[AUFGABEN]
A. Schreiben Sie aus dem Artikel über die israelische Justizreform den Abschnitt ab, der mit „Der Entwurf soll“ beginnt und bis „der Polizei übergeben.“ reicht.
B. Fassen Sie im Artikel über die israelische Justizreform den Absatz, der mit „Für Dienstag ist unter anderem“ beginnt, kürzer zusammen und behalten Sie seine wesentlichen Fakten bei.
C. Beantworten Sie anhand des Artikels über die israelische Justizreform die folgenden Fragen:
(i) Mit wie vielen Stimmen dafür und dagegen billigte die Knesset den Gesetzentwurf in erster Lesung?
(ii) Wer sagte, die Demonstranten würden der Polizei übergeben?
(iii) Seit wann dauern die wöchentlichen Proteste gegen die Regierungspläne an?

[AUSGEWÄHLTER AUSZUG]
★ ★ ★ ★ ★ ★ ★

Israels Regierung bringt umstrittene Justizreform voran

Trotz andauernder Proteste hat Israels Ministerpräsident Benjamin Netanjahu die weltweit kritisierte Justizreform wieder aufgenommen. Als erstes wird der Justiz ein Machtwerkzeug genommen.

Demonstranten in Netanya, Israel, protestieren gegen ihren in Korruptionsprozessen verstrickten Ministerpräsidenten
Demonstranten in Netanya, Israel, protestieren gegen ihren in Korruptionsprozessen verstrickten MinisterpräsidentenImago / ZUMA Wire

Mit dem Gesetzentwurf zur sogenannten „Angemessenheitsklausel“ hat eines der Kernelemente der geplanten Justizreform die erste Hürde im israelischen Parlament genommen. Mit 64 zu 56 Stimmen sprach sich die Knesset in erster Lesung dafür aus, dem obersten Gericht des Landes die Möglichkeit entziehen, wie bisher Regierungsentscheidungen als „unangemessen“ zu bewerten, wie israelische Medien berichteten.

Kritiker kündigen einen „Tag der Störungen“ an

Der Entwurf soll laut Berichten an den zuständigen Knesset-Rechtsausschuss übergeben werden, der es für die zweite und dritte Plenumslesung vorbereiten wird. Der Abstimmung war eine stürmische Debatte im Parlament vorausgegangen. Begleitet wurde sie von Demonstrationen vor dem Parlamentsgebäude.

Beamte der Knessetwache entfernten laut Berichten mehrere Demonstranten gewaltsam aus dem Gebäude. Sie sollen versucht haben, den Zugang zum Plenum zu blockieren. Parlamentssprecher Amir Ohana sagte, die Demonstranten würden der Polizei übergeben.

Abwendung von der Demokratie

Für Dienstag ist unter anderem eine Massenkundgebung am Nachmittag vor dem Flughafen Ben-Gurion angekündigt. Die Polizei will demnach ihre Einsatzkräfte verstärken. Befürworter der Gesetzesänderung argumentieren, dass es sich bei der Angemessenheitsklausel um ein sehr subjektives Werkzeug handle, die den Richtern eine weitreichende politische Einmischung erlaube. Gegner des Reformvorhabens halten die Klausel hingegen für unerlässlich im Kampf gegen Korruption sowie für den Schutz vor willkürlichen Regierungsentscheidungen.

Die Klausel kam etwa zur Anwendung, als das oberste Gericht im Januar die Ernennung des vorbestraften Arieh Deri (Schas-Partei) von Ministerpräsident Benjamin Netanjahu zum Innen- und Gesundheitsminister als „unangemessen“ untersagte.

Der Gesetzentwurf ist Teil größerer Justizreformpläne der Regierung. Kritiker werfen ihr vor, auf eine Schwächung des Justizsystems und damit der demokratischen Gewaltenteilung zu zielen. Die wöchentlichen Proteste gegen die Regierungspläne dauern seit rund sieben Monaten an.

★ ★ ★ ★ ★ ★ ★

[VORLIEGENDE ANGABEN]
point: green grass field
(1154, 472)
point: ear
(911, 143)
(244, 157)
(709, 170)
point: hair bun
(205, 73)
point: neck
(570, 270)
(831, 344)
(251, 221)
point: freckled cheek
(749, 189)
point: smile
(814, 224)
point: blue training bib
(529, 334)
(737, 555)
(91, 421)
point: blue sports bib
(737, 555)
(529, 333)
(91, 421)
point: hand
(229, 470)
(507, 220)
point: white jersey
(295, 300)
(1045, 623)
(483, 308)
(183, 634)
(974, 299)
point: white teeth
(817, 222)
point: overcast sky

★ ★ ★ ★ ★ ★ ★

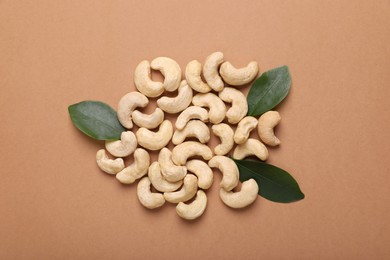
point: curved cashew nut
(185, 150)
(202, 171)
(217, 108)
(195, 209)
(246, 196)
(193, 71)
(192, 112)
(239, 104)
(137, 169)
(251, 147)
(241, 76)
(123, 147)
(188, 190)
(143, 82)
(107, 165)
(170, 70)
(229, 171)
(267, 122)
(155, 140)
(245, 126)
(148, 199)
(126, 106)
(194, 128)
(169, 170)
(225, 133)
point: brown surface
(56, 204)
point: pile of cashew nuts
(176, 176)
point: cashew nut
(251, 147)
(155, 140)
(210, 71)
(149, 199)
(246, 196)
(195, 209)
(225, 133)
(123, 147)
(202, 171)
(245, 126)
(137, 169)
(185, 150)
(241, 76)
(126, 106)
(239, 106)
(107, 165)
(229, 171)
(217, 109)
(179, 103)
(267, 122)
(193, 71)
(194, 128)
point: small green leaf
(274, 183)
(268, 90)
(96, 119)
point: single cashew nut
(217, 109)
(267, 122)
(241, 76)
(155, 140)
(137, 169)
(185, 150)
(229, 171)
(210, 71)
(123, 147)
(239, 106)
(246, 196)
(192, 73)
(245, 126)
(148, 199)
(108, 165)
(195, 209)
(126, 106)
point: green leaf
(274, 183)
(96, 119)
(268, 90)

★ ★ ★ ★ ★ ★ ★

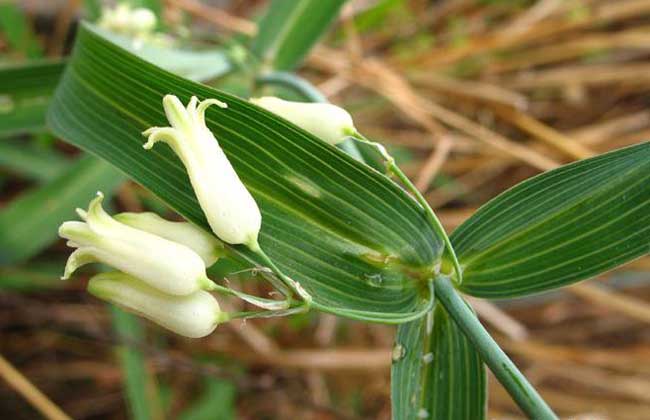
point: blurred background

★ ★ ★ ★ ★ ★ ★

[LÖSUNGEN]
A.
Der Entwurf soll laut Berichten an den zuständigen Knesset-Rechtsausschuss übergeben werden, der es für die zweite und dritte Plenumslesung vorbereiten wird. Der Abstimmung war eine stürmische Debatte im Parlament vorausgegangen. Begleitet wurde sie von Demonstrationen vor dem Parlamentsgebäude.

Beamte der Knessetwache entfernten laut Berichten mehrere Demonstranten gewaltsam aus dem Gebäude. Sie sollen versucht haben, den Zugang zum Plenum zu blockieren. Parlamentssprecher Amir Ohana sagte, die Demonstranten würden der Polizei übergeben.

B. Für Dienstagnachmittag ist unter anderem eine Massenkundgebung vor dem Flughafen Ben-Gurion angekündigt, und die Polizei will ihre Einsatzkräfte verstärken. Befürworter halten die Angemessenheitsklausel für ein sehr subjektives Werkzeug, das Richtern weitreichende politische Einmischung erlaube. Gegner sehen sie als unerlässlich im Kampf gegen Korruption und zum Schutz vor willkürlichen Regierungsentscheidungen.

C.
(i) Mit 64 zu 56 Stimmen.
(ii) Parlamentssprecher Amir Ohana.
(iii) Seit rund sieben Monaten.